Work required »
Pull out every line below that contains the word "stadium" and copy each one in full.

►

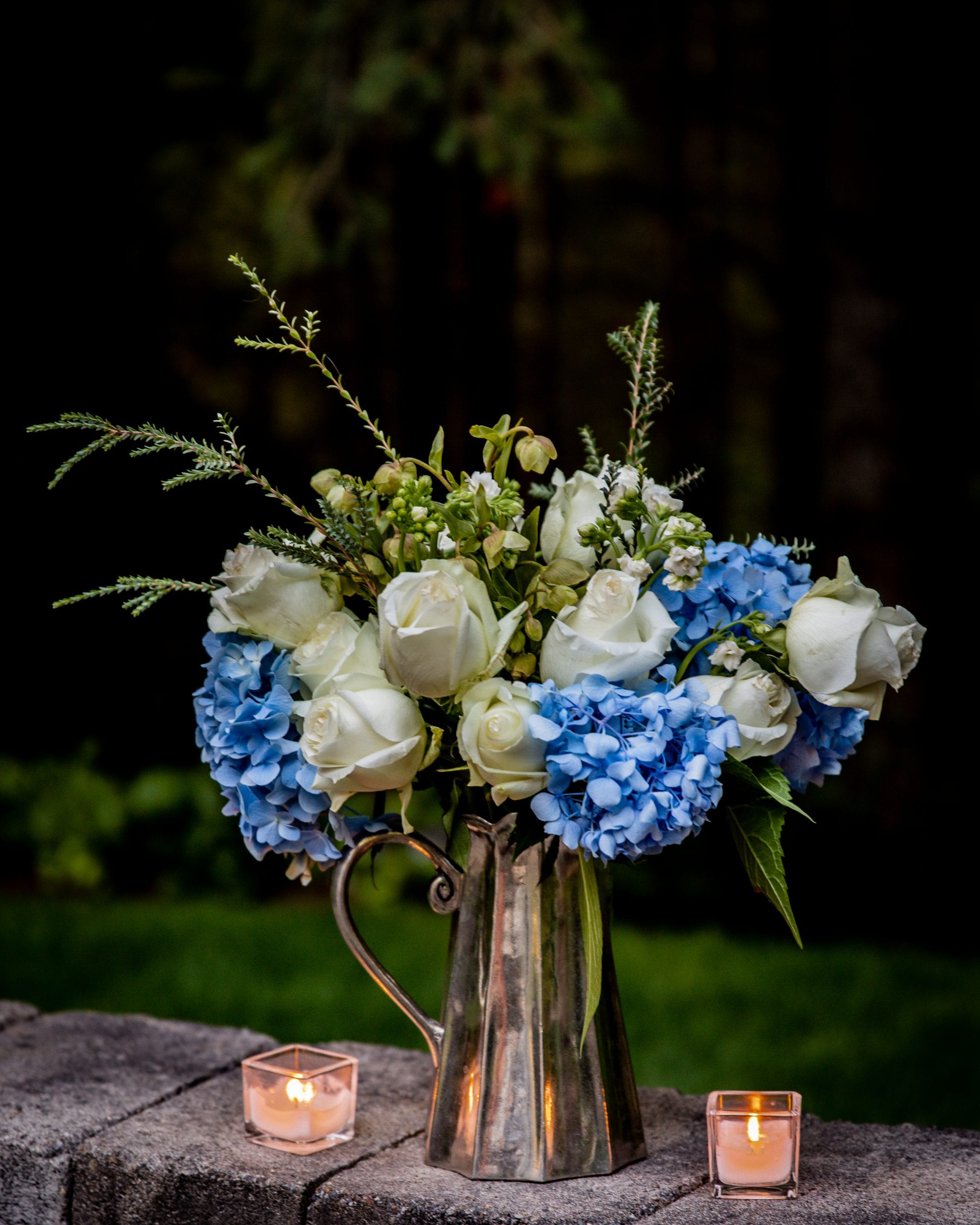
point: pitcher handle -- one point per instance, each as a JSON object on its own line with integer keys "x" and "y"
{"x": 444, "y": 898}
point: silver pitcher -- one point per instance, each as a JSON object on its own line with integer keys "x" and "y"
{"x": 512, "y": 1097}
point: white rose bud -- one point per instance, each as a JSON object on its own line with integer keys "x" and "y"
{"x": 497, "y": 744}
{"x": 576, "y": 502}
{"x": 340, "y": 645}
{"x": 636, "y": 568}
{"x": 268, "y": 596}
{"x": 727, "y": 655}
{"x": 765, "y": 707}
{"x": 364, "y": 736}
{"x": 845, "y": 646}
{"x": 613, "y": 631}
{"x": 439, "y": 629}
{"x": 658, "y": 498}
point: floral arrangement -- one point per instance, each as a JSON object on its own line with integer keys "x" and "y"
{"x": 600, "y": 656}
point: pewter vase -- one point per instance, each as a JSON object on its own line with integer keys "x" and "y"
{"x": 512, "y": 1097}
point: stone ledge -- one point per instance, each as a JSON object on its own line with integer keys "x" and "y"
{"x": 124, "y": 1120}
{"x": 68, "y": 1076}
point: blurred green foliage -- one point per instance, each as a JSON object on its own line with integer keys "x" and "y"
{"x": 868, "y": 1034}
{"x": 67, "y": 826}
{"x": 351, "y": 92}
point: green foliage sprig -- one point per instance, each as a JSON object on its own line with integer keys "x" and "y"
{"x": 637, "y": 347}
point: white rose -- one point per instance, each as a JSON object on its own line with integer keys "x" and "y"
{"x": 364, "y": 736}
{"x": 497, "y": 744}
{"x": 439, "y": 629}
{"x": 658, "y": 498}
{"x": 338, "y": 646}
{"x": 576, "y": 502}
{"x": 764, "y": 705}
{"x": 266, "y": 594}
{"x": 613, "y": 631}
{"x": 845, "y": 647}
{"x": 727, "y": 655}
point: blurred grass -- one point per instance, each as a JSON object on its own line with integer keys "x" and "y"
{"x": 868, "y": 1034}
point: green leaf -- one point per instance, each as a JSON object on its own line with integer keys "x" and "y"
{"x": 564, "y": 572}
{"x": 768, "y": 780}
{"x": 530, "y": 528}
{"x": 592, "y": 939}
{"x": 435, "y": 455}
{"x": 756, "y": 830}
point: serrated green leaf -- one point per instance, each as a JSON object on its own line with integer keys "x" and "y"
{"x": 592, "y": 939}
{"x": 564, "y": 572}
{"x": 530, "y": 530}
{"x": 435, "y": 455}
{"x": 768, "y": 780}
{"x": 756, "y": 830}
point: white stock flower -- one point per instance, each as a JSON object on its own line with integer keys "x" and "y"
{"x": 364, "y": 736}
{"x": 576, "y": 502}
{"x": 628, "y": 482}
{"x": 439, "y": 629}
{"x": 636, "y": 568}
{"x": 658, "y": 498}
{"x": 497, "y": 744}
{"x": 486, "y": 480}
{"x": 845, "y": 646}
{"x": 270, "y": 596}
{"x": 338, "y": 646}
{"x": 675, "y": 526}
{"x": 765, "y": 707}
{"x": 727, "y": 655}
{"x": 613, "y": 631}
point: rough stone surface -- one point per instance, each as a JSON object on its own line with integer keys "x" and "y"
{"x": 134, "y": 1121}
{"x": 188, "y": 1160}
{"x": 861, "y": 1174}
{"x": 12, "y": 1011}
{"x": 399, "y": 1186}
{"x": 67, "y": 1076}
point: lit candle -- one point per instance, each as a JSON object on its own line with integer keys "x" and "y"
{"x": 754, "y": 1152}
{"x": 298, "y": 1112}
{"x": 299, "y": 1098}
{"x": 754, "y": 1142}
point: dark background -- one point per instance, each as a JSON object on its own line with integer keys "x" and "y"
{"x": 473, "y": 195}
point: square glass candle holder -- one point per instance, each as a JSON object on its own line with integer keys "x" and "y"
{"x": 299, "y": 1099}
{"x": 754, "y": 1145}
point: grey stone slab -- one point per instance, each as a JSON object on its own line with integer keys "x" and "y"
{"x": 188, "y": 1162}
{"x": 861, "y": 1174}
{"x": 12, "y": 1011}
{"x": 68, "y": 1076}
{"x": 397, "y": 1186}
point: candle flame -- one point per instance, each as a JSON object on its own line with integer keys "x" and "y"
{"x": 301, "y": 1091}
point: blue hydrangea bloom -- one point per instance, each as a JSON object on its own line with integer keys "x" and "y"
{"x": 736, "y": 580}
{"x": 825, "y": 736}
{"x": 629, "y": 773}
{"x": 250, "y": 743}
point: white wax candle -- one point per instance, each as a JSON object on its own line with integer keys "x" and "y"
{"x": 274, "y": 1113}
{"x": 746, "y": 1163}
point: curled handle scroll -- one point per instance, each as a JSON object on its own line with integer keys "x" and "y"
{"x": 444, "y": 898}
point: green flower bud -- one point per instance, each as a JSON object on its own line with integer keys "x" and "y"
{"x": 325, "y": 480}
{"x": 390, "y": 477}
{"x": 342, "y": 500}
{"x": 535, "y": 452}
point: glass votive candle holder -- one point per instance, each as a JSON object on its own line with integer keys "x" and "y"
{"x": 299, "y": 1099}
{"x": 754, "y": 1145}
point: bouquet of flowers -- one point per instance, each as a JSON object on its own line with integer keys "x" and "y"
{"x": 600, "y": 656}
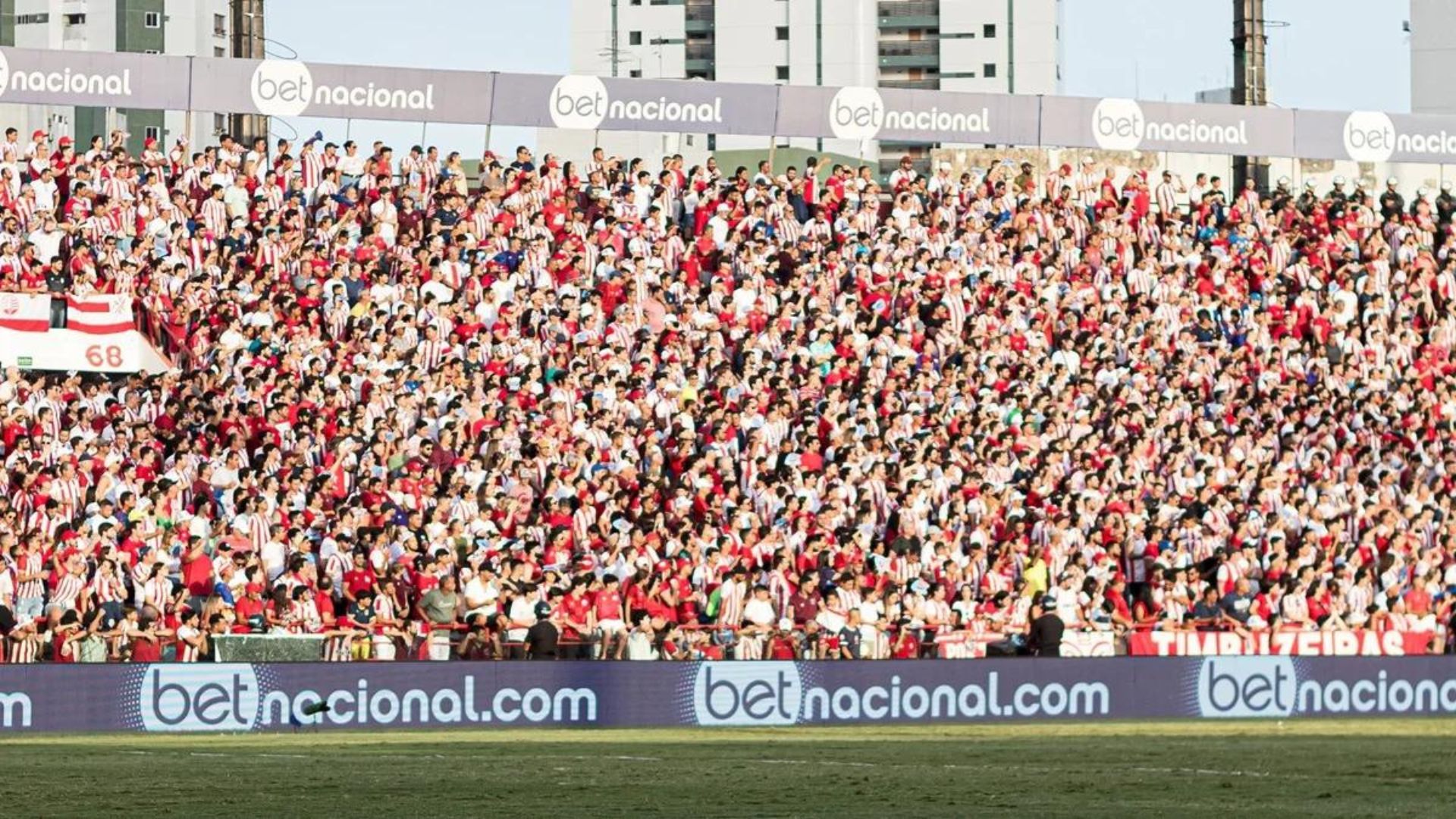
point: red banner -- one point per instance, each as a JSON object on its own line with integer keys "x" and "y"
{"x": 25, "y": 312}
{"x": 1292, "y": 643}
{"x": 99, "y": 315}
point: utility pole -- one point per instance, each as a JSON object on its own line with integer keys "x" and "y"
{"x": 246, "y": 37}
{"x": 1250, "y": 86}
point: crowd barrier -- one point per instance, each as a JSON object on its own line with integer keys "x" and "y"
{"x": 240, "y": 697}
{"x": 290, "y": 88}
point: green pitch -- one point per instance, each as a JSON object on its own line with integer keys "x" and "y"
{"x": 1296, "y": 768}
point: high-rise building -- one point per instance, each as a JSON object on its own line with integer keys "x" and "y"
{"x": 1433, "y": 55}
{"x": 187, "y": 28}
{"x": 976, "y": 46}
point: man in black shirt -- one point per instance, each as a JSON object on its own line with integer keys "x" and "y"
{"x": 541, "y": 639}
{"x": 1046, "y": 632}
{"x": 57, "y": 283}
{"x": 1391, "y": 202}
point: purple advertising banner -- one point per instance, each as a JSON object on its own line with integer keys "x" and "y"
{"x": 92, "y": 77}
{"x": 293, "y": 88}
{"x": 240, "y": 697}
{"x": 909, "y": 115}
{"x": 1128, "y": 124}
{"x": 610, "y": 104}
{"x": 1373, "y": 136}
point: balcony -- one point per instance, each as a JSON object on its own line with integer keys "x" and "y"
{"x": 910, "y": 53}
{"x": 909, "y": 14}
{"x": 912, "y": 85}
{"x": 698, "y": 55}
{"x": 698, "y": 18}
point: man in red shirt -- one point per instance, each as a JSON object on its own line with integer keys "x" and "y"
{"x": 579, "y": 620}
{"x": 249, "y": 608}
{"x": 612, "y": 618}
{"x": 197, "y": 573}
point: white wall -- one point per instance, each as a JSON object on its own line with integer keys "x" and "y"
{"x": 745, "y": 41}
{"x": 592, "y": 38}
{"x": 188, "y": 33}
{"x": 1433, "y": 55}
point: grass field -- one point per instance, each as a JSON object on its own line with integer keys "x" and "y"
{"x": 1296, "y": 768}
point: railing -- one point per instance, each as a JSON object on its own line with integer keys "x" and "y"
{"x": 910, "y": 49}
{"x": 909, "y": 8}
{"x": 913, "y": 85}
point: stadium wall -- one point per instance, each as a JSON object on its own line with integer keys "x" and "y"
{"x": 585, "y": 104}
{"x": 240, "y": 697}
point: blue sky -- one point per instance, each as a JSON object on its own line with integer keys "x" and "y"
{"x": 1332, "y": 53}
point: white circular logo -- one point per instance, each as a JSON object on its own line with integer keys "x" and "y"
{"x": 1117, "y": 124}
{"x": 1369, "y": 136}
{"x": 579, "y": 102}
{"x": 747, "y": 694}
{"x": 856, "y": 112}
{"x": 281, "y": 88}
{"x": 209, "y": 697}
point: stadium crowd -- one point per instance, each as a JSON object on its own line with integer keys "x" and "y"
{"x": 695, "y": 411}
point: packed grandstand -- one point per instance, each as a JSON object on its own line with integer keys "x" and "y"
{"x": 720, "y": 413}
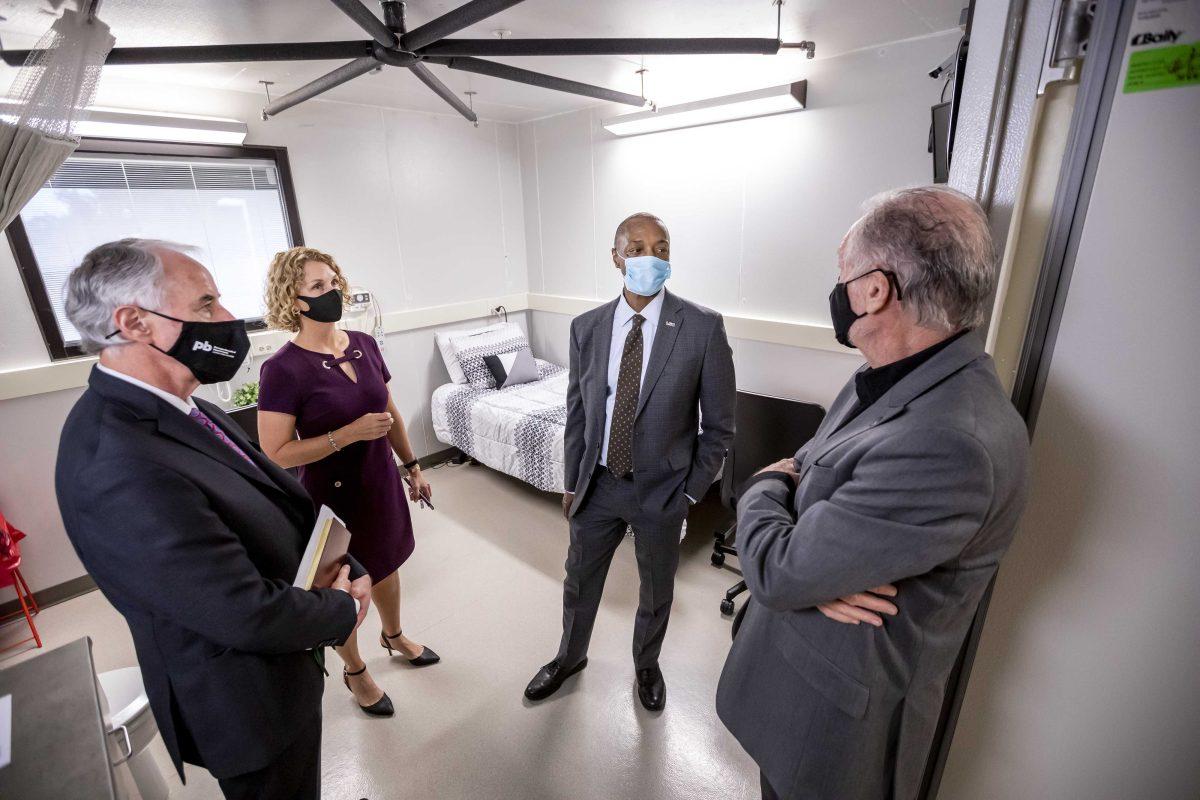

◄

Answer below »
point: stadium wall -- one point per instance, each as a JSON object on its own line with integer keys "x" and "y"
point: stadium crowd -- one point per instance, each as a JSON object on its own line with integer keys "x" and "y"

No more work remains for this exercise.